◆ **Task instructions**
Can you reproduce all of the data below word for word, omitting the pictures?

◆ **Given entries**
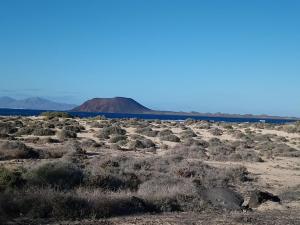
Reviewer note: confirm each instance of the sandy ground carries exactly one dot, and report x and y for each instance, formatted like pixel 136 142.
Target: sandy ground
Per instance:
pixel 276 175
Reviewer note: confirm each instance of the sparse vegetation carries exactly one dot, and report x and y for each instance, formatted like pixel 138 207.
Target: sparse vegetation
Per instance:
pixel 133 168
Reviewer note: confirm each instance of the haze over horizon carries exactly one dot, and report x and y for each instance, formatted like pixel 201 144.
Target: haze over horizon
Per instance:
pixel 210 56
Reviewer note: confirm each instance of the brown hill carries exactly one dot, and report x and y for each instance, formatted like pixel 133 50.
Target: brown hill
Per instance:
pixel 112 105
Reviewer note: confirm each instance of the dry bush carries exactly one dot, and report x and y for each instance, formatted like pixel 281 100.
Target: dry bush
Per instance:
pixel 58 174
pixel 111 130
pixel 8 128
pixel 191 151
pixel 271 149
pixel 147 131
pixel 66 134
pixel 141 144
pixel 165 132
pixel 51 115
pixel 171 138
pixel 116 138
pixel 216 131
pixel 43 132
pixel 189 133
pixel 10 178
pixel 16 150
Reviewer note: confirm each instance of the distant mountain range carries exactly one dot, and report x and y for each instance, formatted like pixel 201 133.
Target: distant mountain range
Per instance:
pixel 34 103
pixel 112 105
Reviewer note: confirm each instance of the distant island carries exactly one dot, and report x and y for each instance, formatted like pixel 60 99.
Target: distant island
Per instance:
pixel 130 106
pixel 35 103
pixel 113 105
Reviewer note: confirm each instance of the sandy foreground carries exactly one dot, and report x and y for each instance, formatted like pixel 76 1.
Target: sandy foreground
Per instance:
pixel 277 171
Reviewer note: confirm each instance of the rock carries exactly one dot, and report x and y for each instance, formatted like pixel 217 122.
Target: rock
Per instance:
pixel 223 198
pixel 258 197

◆ **Task response**
Reviewer note: confirm each instance of the sandy ground carries exactly one dot, and report x and y for each instance, formatted like pixel 136 142.
Target: sandy ground
Per instance:
pixel 276 175
Reviewer note: confirm each instance of the sparse vegetation carries exactly one dot, and report x and y for each instance, formatted like pixel 138 207.
Target: sparse vegetation
Per instance:
pixel 133 168
Reviewer note: confirm each instance of the haze over horizon carries exactly one dot, and report x and y for each instance, formatted like pixel 201 144.
Target: haze over horizon
Per instance:
pixel 210 56
Reviewer note: confirm each instance of the brown hill carries exactly one dot, and report x and y for each instance, formatted like pixel 133 50.
Target: brown hill
Per instance:
pixel 112 105
Reviewer note: confirm each instance of the dry bush carries exactly one dot, and report x and y for each instance, formatted like pixel 281 100.
Target: dry bush
Per instance:
pixel 58 174
pixel 111 130
pixel 8 128
pixel 191 151
pixel 271 149
pixel 147 131
pixel 66 134
pixel 141 144
pixel 165 132
pixel 51 115
pixel 171 138
pixel 116 138
pixel 216 131
pixel 43 132
pixel 189 133
pixel 10 178
pixel 16 150
Reviewer note: confirm each instance of the distant mountain range carries exactly one dot, and report x and y for each instance, formatted like pixel 201 133.
Target: distant mountain range
Per instance:
pixel 34 103
pixel 112 105
Reviewer note: confirm each instance of the distant island carries exactly one dot, and report x and y for each instance, formatted like pixel 60 99.
Target: distant island
Per instance:
pixel 130 106
pixel 35 103
pixel 113 105
Reviewer note: confirm each instance of the sandy foreground carries exactly one dot, and report x and y for each instance, formatted like pixel 76 1.
Target: sandy foreground
Per instance:
pixel 277 171
Reviewer note: confirm each instance of the rock carries exactly one dot, and report x and y for each instance, formatted like pixel 217 122.
Target: rock
Per instance:
pixel 223 198
pixel 258 197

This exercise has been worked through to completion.